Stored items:
#####
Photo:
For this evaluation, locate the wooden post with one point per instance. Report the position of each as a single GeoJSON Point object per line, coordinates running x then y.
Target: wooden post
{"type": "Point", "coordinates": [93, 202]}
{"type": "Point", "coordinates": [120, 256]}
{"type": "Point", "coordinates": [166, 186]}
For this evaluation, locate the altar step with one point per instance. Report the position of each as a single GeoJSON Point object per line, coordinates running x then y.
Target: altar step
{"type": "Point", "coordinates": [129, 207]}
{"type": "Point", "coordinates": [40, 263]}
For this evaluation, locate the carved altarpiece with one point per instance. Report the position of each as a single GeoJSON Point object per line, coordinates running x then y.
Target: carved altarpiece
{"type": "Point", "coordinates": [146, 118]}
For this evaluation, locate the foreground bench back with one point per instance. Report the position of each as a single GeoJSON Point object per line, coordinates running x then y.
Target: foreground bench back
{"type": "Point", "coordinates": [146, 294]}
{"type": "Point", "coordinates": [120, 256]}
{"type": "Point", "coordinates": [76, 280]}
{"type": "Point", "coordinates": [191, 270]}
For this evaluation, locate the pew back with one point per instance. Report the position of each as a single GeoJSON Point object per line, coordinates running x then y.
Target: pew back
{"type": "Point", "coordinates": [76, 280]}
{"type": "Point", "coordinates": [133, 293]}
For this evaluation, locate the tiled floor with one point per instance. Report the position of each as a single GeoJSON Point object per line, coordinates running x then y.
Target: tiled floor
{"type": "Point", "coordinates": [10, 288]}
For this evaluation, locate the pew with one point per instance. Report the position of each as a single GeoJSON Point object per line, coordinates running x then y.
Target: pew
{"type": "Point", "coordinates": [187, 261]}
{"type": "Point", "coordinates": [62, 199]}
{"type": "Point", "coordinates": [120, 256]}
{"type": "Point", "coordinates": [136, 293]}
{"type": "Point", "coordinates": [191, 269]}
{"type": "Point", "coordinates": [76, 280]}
#####
Please write out all the records again, substituting "For this test" for each "For this evaluation" and leaving everything else unchanged.

> _Answer for the task_:
Photo:
For this test, locate the wooden post with one point per instance. Report the position of each as a single GeoJSON Point object per line, coordinates running x then y.
Target: wooden post
{"type": "Point", "coordinates": [93, 202]}
{"type": "Point", "coordinates": [120, 256]}
{"type": "Point", "coordinates": [166, 186]}
For this test, locate the altar step with one point per instance. Report the position of each as a single GeoJSON Point object per line, coordinates running x then y.
Target: altar step
{"type": "Point", "coordinates": [129, 207]}
{"type": "Point", "coordinates": [40, 263]}
For this test, locate the carved altarpiece with one point per instance. Report the position of each as a single GeoJSON Point object per line, coordinates running x then y.
Target: carved altarpiece
{"type": "Point", "coordinates": [146, 118]}
For this test, locate the foreground bench back with one point per instance. Report the position of each as a single GeoJSON Point object per line, coordinates running x then y.
Target: foreground bench back
{"type": "Point", "coordinates": [146, 294]}
{"type": "Point", "coordinates": [120, 256]}
{"type": "Point", "coordinates": [76, 280]}
{"type": "Point", "coordinates": [191, 270]}
For this test, locate the pew back with one point per instance. Report the position of each as a single GeoJSON Point object per line, coordinates running x then y.
Target: pew back
{"type": "Point", "coordinates": [76, 280]}
{"type": "Point", "coordinates": [133, 293]}
For this test, locate the tiled floor with one point per instance. Report the position of each as a single GeoJSON Point object per line, coordinates running x then y.
Target: tiled floor
{"type": "Point", "coordinates": [10, 288]}
For this test, locate the pew with one point per instance. Report the position of each as a single GeoJSON Point object per line, coordinates running x then y.
Target: pew
{"type": "Point", "coordinates": [187, 261]}
{"type": "Point", "coordinates": [62, 199]}
{"type": "Point", "coordinates": [120, 256]}
{"type": "Point", "coordinates": [136, 293]}
{"type": "Point", "coordinates": [191, 269]}
{"type": "Point", "coordinates": [76, 280]}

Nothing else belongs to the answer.